### Passage
-*-

Structure and mechanism behind the inhibitory effect of water soluble metalloporphyrins on Aβ1–42 aggregation†
Abstract
Although the exact molecular mechanism of the pathogenesis of Alzheimer's disease (AD) is still unclear, compounds that can inhibit the aggregation of amyloid-β peptide (Aβ1–42) or scavenge the highly toxic peroxynitrite (ONOO−) free radical have been confirmed to delay or alleviate AD to a certain extent. Thus, the design and screening of dual-function compounds are important for biomedical aims. A group of water soluble metallopophyrins, including FeTMPyP, MnTMPyP, FeTBAP and MnTBAP, are well known active ONOO− decomposition catalysts, which share the structural similarity of planar aromatic conjugation with a valuable class of inhibitors against amyloid fibrillation, although their effects on Aβ1–42 aggregation and toxicity have been less explored. Here, we aimed to investigate their inhibitory effects on Aβ1–42 aggregation, in particular, how this relates to the structure. Fluorescence and TEM results showed that cationic metalloporphyrins (FeTMPyP and MnTMPyP) exhibited a stronger inhibitory effect on Aβ1–42 fibrillation than anionic metalloporphyrins (FeTBAP and MnTBAP), and the metalloporphyrin with an iron center is more effective than the one with a manganese center. Cell experiments revealed that the protective effect of these metalloporphyrins on Aβ1–42-induced cytotoxicity is consistent with their anti-fibrillization activity. We also provide evidence that metalloporphyrins stabilize the Aβ1–42 monomer, resulting in interfering with its self-assembly. The electrostatic interaction between the tetraphenylporphyrin of a metalloporphyrin and an amyloid peptide determines the inhibitory effect of metalloporphyrins. However, for the same ligand porphyrin, Fe-porphyrin is more effective than Mn-porphyrin, which can be attributed to the additional coordination bond between the central metal atom (Fe) and the amyloid peptide. The conclusions were further confirmed by the use of another amyloid polypeptide (hIAPP) and other anionic metalloporphyrins (FeTPPS and MnTPPS). We believe that the findings will aid in the development of metalloporphyrin agents targeting AD and other amyloid diseases.

-*-

### Recorded data

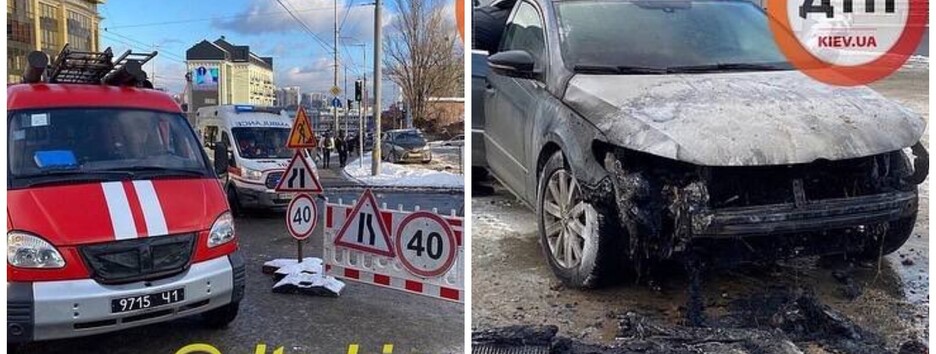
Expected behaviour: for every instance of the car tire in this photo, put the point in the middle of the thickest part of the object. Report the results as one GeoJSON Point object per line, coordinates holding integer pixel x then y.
{"type": "Point", "coordinates": [898, 232]}
{"type": "Point", "coordinates": [219, 318]}
{"type": "Point", "coordinates": [580, 246]}
{"type": "Point", "coordinates": [234, 202]}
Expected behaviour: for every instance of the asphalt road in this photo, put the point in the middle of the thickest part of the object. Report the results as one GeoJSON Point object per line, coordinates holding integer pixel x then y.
{"type": "Point", "coordinates": [364, 315]}
{"type": "Point", "coordinates": [512, 283]}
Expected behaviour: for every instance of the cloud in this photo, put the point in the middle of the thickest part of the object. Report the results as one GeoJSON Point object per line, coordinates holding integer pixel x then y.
{"type": "Point", "coordinates": [267, 17]}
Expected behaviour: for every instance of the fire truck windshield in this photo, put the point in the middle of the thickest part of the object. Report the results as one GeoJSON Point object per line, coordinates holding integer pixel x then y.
{"type": "Point", "coordinates": [62, 145]}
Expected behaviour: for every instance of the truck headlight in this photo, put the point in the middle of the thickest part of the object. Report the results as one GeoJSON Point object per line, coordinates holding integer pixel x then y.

-*-

### What you will do
• 1. According to the abstract, what explains why Fe-porphyrin is more effective than Mn-porphyrin when the ligand porphyrin is the same?
• 2. For each statement, say whether the abstract supports it, and quote the words that decide it: (a) Anionic metalloporphyrins inhibited Aβ1–42 fibrillation more strongly than cationic ones. (b) The metalloporphyrins stabilize the Aβ1–42 monomer. (c) The conclusions were further tested with a second amyloid polypeptide.

### Results in order
• 1. It is attributed to the additional coordination bond between the central metal atom (Fe) and the amyloid peptide.

• 2.
(a) No: "cationic metalloporphyrins (FeTMPyP and MnTMPyP) exhibited a stronger inhibitory effect on Aβ1–42 fibrillation than anionic metalloporphyrins (FeTBAP and MnTBAP)"
(b) Yes: "metalloporphyrins stabilize the Aβ1–42 monomer, resulting in interfering with its self-assembly"
(c) Yes: "The conclusions were further confirmed by the use of another amyloid polypeptide (hIAPP)"